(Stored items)
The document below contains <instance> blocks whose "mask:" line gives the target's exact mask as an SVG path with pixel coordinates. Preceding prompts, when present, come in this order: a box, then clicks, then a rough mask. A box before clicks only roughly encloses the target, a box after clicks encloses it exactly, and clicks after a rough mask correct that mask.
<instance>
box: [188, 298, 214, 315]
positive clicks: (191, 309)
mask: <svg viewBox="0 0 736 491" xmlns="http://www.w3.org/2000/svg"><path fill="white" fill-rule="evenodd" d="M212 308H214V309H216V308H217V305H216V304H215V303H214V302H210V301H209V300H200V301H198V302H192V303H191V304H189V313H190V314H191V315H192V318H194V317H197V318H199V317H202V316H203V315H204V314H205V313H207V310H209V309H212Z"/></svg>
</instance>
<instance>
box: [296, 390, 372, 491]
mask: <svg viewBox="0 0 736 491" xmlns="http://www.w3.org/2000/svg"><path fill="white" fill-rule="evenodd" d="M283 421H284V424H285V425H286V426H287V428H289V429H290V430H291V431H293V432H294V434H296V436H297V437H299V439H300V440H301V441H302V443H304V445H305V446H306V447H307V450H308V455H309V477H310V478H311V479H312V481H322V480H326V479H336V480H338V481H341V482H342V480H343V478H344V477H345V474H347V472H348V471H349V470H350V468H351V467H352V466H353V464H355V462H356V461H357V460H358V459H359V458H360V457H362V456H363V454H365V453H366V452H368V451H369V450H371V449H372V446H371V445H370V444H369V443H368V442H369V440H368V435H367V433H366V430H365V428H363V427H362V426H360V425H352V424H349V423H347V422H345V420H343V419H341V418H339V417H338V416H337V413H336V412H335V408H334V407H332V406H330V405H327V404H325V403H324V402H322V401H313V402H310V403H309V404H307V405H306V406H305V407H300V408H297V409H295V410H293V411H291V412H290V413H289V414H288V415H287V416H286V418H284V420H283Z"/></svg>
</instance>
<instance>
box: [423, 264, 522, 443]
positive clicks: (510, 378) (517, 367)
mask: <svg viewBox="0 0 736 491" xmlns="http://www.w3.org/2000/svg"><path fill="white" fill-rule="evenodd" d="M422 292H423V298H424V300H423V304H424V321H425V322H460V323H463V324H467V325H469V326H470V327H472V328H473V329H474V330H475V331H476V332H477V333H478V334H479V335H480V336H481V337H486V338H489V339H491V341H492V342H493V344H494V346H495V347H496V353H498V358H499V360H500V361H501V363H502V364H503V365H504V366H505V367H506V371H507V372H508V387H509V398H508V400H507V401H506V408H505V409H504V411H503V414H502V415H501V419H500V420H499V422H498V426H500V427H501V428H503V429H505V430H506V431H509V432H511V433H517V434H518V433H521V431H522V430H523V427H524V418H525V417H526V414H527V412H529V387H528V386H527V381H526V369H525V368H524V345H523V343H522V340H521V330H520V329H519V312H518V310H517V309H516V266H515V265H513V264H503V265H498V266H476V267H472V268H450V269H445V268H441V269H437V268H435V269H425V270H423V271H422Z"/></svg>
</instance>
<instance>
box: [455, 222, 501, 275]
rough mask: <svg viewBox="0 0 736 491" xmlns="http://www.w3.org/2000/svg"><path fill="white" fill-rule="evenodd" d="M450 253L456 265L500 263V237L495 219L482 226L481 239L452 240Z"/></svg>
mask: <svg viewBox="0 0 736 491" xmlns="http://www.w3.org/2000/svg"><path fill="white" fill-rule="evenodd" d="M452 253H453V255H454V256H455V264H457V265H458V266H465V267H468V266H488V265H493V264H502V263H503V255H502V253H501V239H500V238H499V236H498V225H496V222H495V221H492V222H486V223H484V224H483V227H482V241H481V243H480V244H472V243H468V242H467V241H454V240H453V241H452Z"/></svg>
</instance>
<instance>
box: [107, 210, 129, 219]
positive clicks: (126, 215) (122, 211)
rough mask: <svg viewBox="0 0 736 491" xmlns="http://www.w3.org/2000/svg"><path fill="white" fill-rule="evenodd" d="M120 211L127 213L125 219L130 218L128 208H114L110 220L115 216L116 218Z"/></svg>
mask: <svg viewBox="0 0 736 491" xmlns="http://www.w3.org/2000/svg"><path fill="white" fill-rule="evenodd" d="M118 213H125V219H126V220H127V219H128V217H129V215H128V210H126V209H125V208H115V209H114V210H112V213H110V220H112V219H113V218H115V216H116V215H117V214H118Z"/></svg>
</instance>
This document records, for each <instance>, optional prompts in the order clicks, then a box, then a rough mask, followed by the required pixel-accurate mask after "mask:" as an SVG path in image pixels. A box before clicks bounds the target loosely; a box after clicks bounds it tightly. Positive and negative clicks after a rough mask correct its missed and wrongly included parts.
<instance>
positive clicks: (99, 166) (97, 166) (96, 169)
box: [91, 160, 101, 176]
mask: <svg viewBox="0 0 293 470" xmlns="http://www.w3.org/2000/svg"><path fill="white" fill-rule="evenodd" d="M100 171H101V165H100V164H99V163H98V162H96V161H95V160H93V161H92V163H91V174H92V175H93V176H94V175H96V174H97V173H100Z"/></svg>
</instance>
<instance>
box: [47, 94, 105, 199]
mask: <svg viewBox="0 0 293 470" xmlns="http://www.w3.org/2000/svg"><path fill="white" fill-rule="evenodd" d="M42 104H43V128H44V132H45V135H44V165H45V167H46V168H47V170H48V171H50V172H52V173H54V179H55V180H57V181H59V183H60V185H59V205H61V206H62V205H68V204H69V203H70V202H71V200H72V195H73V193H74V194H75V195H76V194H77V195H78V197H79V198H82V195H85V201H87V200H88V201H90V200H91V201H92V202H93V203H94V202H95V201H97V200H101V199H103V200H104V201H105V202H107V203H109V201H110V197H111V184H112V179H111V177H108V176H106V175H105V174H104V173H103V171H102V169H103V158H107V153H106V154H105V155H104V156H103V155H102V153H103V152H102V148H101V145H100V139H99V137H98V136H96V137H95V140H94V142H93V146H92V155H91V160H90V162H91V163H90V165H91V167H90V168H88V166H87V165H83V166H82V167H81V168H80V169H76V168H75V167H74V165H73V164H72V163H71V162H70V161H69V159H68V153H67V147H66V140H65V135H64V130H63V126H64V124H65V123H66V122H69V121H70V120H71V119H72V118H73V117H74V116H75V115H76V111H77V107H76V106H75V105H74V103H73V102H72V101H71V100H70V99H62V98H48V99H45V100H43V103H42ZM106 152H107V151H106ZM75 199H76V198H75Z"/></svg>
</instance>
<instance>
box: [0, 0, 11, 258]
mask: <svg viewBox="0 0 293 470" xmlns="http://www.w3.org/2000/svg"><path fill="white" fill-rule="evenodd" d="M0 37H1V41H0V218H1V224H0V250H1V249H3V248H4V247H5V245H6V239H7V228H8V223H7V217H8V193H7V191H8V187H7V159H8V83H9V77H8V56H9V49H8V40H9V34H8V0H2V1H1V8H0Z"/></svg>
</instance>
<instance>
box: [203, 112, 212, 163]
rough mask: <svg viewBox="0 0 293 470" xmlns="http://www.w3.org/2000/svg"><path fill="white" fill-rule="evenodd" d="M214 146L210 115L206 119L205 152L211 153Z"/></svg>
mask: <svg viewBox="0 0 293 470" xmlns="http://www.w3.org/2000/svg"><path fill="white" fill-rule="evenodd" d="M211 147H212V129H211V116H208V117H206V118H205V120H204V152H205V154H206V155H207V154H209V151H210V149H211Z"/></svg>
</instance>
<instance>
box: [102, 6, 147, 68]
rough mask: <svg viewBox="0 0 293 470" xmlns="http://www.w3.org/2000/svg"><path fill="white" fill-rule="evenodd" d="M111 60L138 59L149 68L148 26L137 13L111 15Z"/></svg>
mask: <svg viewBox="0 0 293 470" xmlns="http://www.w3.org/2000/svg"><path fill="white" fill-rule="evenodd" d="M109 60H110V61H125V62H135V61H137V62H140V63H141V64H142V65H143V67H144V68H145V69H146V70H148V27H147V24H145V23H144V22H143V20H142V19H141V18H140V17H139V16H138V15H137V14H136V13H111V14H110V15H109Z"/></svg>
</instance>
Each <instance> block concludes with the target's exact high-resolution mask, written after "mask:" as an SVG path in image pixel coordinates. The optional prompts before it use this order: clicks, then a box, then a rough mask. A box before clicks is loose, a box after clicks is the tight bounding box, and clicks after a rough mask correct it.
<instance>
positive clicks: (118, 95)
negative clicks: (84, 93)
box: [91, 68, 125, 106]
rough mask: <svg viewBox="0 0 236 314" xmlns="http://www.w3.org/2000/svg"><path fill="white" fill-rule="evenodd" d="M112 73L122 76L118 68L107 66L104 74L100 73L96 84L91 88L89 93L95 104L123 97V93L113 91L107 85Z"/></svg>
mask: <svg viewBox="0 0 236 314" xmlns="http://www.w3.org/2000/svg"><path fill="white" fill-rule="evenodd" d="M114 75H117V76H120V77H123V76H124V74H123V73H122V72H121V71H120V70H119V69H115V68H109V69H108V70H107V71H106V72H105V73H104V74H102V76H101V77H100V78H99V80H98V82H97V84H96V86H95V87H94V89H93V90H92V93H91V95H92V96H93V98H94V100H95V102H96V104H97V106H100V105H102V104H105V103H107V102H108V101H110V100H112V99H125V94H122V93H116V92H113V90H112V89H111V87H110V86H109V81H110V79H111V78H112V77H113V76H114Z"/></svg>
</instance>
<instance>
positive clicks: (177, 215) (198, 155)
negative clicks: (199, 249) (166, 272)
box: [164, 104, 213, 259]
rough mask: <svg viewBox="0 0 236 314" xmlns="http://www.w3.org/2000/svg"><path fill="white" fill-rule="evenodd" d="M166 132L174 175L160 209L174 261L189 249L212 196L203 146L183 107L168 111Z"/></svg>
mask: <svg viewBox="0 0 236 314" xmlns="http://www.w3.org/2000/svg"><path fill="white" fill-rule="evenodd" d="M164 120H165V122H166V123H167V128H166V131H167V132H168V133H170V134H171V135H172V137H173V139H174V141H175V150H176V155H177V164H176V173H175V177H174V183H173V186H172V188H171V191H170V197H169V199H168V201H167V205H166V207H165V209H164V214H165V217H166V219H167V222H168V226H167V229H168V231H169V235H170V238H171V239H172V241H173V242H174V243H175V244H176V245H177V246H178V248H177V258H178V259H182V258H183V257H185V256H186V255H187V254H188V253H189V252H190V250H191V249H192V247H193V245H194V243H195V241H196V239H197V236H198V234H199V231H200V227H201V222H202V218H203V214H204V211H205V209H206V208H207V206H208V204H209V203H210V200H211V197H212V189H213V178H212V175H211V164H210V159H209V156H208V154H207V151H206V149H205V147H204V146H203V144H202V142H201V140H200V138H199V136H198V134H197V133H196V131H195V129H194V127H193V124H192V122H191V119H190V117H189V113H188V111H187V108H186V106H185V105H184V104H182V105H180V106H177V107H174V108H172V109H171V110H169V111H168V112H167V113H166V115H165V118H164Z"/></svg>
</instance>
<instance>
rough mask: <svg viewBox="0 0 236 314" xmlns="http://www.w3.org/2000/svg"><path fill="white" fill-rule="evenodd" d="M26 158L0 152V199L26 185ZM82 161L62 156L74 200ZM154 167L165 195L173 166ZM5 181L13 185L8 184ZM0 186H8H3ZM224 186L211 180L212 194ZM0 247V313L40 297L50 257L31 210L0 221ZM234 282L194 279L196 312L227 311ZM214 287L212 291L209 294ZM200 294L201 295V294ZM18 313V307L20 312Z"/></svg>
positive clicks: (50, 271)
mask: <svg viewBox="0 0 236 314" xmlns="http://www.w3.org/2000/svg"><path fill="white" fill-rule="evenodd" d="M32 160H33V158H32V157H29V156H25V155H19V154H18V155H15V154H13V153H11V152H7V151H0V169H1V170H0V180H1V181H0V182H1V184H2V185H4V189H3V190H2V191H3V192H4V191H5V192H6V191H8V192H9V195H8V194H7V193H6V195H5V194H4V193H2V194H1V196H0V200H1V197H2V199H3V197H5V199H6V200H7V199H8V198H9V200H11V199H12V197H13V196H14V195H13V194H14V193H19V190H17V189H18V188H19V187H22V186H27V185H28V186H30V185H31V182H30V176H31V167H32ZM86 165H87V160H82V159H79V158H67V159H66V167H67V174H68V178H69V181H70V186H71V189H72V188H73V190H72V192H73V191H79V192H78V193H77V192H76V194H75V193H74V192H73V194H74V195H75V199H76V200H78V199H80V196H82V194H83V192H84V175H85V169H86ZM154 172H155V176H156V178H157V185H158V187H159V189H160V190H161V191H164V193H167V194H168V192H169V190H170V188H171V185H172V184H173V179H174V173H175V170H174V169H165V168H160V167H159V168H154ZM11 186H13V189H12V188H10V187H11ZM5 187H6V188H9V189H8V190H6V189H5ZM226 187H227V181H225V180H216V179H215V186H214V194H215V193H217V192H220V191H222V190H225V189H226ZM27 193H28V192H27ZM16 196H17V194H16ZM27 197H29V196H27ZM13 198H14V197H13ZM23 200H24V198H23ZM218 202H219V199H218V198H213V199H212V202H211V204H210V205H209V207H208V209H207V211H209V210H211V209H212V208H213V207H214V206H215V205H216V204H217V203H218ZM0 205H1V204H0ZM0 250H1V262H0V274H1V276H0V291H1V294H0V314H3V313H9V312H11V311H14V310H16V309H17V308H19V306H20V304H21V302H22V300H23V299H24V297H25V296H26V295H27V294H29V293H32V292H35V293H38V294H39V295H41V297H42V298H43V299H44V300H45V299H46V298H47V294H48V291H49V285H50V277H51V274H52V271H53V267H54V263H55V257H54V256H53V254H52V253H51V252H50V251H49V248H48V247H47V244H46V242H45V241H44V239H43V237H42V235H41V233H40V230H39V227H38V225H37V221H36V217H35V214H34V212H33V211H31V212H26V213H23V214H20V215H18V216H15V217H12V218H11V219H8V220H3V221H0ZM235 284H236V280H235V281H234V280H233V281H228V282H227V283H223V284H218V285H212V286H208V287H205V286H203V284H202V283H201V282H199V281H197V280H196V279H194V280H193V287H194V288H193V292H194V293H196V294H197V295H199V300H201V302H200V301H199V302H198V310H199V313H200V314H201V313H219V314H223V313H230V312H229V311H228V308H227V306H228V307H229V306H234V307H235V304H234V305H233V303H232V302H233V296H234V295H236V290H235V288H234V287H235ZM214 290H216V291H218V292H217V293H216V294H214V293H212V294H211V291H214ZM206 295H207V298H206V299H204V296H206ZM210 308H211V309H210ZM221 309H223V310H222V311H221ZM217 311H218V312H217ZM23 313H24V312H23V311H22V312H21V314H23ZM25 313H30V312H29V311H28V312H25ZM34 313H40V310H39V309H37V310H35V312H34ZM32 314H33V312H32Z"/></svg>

### What the task requires
Quote the data above from the line containing "211L127 213L125 219L130" to the line containing "positive clicks: (99, 166)", inclusive, and stop.

### Answer to the problem
rough mask: <svg viewBox="0 0 736 491" xmlns="http://www.w3.org/2000/svg"><path fill="white" fill-rule="evenodd" d="M120 211L127 213L125 219L130 218L128 208H114L110 220L115 216L116 218Z"/></svg>
mask: <svg viewBox="0 0 736 491" xmlns="http://www.w3.org/2000/svg"><path fill="white" fill-rule="evenodd" d="M118 213H125V219H126V220H127V219H128V217H129V215H128V210H126V209H125V208H115V209H114V210H112V213H110V220H112V219H113V218H115V216H116V215H117V214H118Z"/></svg>
</instance>
This document records, for each <instance>, optional prompts in the order clicks, then a box, then a rough mask, followed by the required pixel-accurate mask after "mask:" as an SVG path in image pixels. A box before clicks bounds the target loosely; a box after clicks bounds it tightly. Positive and negative clicks after a rough mask correct its missed and wrongly included parts.
<instance>
positive clicks: (99, 166) (97, 166) (96, 169)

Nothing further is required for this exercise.